» YOUR INSTRUCTIONS:
From the line that contains "Check that every instance of the bee" through the line that contains "Check that every instance of the flower bud", output every line of the listing below exactly and leave out all the rest.
□ □ □ □ □
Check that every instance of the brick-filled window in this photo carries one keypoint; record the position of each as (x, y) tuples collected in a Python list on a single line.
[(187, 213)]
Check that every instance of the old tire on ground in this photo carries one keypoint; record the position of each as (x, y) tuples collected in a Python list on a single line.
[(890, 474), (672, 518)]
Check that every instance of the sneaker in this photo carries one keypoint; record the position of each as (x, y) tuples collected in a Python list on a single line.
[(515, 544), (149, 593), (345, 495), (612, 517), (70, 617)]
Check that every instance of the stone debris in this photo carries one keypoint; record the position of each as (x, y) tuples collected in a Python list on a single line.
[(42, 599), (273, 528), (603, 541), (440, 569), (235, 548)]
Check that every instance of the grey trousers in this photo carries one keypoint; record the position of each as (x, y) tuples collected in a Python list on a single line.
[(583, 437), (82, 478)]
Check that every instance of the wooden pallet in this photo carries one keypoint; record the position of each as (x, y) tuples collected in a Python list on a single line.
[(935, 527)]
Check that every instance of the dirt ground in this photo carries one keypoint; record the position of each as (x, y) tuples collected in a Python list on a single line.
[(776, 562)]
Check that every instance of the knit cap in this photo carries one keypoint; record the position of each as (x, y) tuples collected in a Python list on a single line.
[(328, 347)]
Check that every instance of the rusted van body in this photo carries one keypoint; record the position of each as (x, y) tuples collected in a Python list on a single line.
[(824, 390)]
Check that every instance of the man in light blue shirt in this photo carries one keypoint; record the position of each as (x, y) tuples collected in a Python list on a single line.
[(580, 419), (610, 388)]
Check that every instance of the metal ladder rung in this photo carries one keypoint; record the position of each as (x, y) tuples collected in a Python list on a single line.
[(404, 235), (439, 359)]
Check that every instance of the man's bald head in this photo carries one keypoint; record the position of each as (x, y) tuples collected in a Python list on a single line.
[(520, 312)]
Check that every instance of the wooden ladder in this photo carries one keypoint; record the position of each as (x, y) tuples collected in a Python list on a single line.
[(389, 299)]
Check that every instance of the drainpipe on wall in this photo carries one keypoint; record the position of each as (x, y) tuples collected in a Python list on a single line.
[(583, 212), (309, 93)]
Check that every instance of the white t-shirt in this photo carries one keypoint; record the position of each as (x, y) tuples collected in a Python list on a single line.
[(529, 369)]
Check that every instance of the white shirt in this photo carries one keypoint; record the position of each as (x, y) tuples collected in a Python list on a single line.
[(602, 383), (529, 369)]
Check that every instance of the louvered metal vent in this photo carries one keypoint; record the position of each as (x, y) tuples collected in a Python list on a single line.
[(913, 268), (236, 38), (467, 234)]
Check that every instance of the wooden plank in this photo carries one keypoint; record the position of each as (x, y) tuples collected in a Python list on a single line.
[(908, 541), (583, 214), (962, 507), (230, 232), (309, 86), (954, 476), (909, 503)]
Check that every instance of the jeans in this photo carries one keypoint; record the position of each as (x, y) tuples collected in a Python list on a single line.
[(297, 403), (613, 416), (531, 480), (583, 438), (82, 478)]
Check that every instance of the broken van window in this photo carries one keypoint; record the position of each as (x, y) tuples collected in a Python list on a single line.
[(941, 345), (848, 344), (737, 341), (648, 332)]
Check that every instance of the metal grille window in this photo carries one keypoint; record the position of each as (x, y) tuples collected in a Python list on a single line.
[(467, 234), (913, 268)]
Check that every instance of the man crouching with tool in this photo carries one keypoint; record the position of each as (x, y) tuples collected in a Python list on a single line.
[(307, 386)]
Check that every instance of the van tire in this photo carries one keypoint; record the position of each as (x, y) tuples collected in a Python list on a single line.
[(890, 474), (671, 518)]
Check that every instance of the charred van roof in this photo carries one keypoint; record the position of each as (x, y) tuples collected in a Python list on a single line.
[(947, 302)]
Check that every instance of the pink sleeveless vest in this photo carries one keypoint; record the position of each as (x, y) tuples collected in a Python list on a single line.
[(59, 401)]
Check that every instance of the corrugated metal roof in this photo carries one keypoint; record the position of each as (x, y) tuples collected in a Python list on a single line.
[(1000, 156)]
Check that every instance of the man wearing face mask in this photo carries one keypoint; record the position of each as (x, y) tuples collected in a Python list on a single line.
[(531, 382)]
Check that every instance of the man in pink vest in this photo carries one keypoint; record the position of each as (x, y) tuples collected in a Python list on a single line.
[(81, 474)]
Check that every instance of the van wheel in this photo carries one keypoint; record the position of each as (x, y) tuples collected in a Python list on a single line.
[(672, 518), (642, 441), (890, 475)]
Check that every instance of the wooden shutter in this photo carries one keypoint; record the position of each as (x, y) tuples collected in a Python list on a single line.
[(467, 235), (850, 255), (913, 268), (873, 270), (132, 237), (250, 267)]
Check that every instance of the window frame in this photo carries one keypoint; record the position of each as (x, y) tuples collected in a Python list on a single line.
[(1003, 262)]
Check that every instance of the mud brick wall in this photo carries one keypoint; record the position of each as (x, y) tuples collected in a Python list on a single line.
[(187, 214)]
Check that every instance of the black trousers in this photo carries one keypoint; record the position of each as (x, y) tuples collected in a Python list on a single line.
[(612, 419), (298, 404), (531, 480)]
□ □ □ □ □
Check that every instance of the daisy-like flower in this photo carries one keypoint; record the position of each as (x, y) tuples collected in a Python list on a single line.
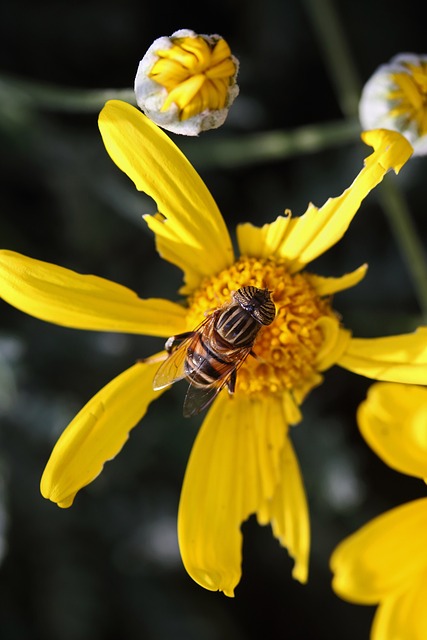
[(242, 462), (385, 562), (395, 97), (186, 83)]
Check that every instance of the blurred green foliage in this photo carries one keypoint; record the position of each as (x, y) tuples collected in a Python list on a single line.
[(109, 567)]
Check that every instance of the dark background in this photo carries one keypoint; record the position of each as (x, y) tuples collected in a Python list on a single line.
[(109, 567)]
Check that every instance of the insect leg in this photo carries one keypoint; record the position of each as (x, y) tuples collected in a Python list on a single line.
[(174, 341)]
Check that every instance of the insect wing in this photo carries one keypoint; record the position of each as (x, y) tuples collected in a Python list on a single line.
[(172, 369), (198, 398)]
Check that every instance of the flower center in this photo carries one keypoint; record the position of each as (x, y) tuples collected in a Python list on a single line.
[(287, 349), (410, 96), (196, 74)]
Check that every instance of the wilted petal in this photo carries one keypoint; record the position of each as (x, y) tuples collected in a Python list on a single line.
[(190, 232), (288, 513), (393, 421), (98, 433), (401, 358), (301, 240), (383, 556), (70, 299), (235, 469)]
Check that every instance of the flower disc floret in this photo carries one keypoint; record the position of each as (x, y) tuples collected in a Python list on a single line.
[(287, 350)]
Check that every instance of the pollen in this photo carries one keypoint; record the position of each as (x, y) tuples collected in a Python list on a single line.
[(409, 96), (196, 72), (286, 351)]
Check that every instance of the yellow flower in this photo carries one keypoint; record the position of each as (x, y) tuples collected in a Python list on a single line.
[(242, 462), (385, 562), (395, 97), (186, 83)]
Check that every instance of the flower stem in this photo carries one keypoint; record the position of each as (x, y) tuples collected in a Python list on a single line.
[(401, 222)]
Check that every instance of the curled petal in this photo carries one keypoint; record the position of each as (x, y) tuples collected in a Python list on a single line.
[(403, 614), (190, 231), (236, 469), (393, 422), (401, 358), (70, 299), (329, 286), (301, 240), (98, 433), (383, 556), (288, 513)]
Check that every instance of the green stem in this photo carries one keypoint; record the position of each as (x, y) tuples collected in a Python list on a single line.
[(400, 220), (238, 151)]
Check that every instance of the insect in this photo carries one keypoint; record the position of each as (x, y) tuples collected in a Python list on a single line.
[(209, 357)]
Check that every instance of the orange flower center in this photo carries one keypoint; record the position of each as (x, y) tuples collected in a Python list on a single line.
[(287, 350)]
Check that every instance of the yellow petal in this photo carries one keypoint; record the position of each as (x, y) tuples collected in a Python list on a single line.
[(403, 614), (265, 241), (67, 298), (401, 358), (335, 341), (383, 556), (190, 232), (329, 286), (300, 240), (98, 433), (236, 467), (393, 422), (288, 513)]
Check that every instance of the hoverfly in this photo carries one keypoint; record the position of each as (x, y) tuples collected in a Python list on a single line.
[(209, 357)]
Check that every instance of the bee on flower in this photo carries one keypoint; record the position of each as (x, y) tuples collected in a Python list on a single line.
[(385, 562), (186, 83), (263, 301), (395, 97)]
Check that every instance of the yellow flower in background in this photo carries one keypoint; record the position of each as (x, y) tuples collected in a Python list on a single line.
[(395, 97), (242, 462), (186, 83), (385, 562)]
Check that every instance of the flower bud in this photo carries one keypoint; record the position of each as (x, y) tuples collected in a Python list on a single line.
□ □ □ □ □
» WORKED SOLUTION:
Check that every instance of the bee on flower in this photo carries one keypoint; record the position of each as (x, y) tuples collected in a Python list on a single line.
[(385, 562), (186, 83), (263, 301), (395, 97)]
Check that every instance of the yellow flower in background in this photo carries one keypoint; record the position of each as (x, y) tuples collected in a Python list on a single line.
[(395, 97), (242, 462), (186, 83), (385, 562)]
Check that every instance of the flower bud in this photo carries one keypoint; record the position of each as (x, y) tuples collected in a Python list on a single line.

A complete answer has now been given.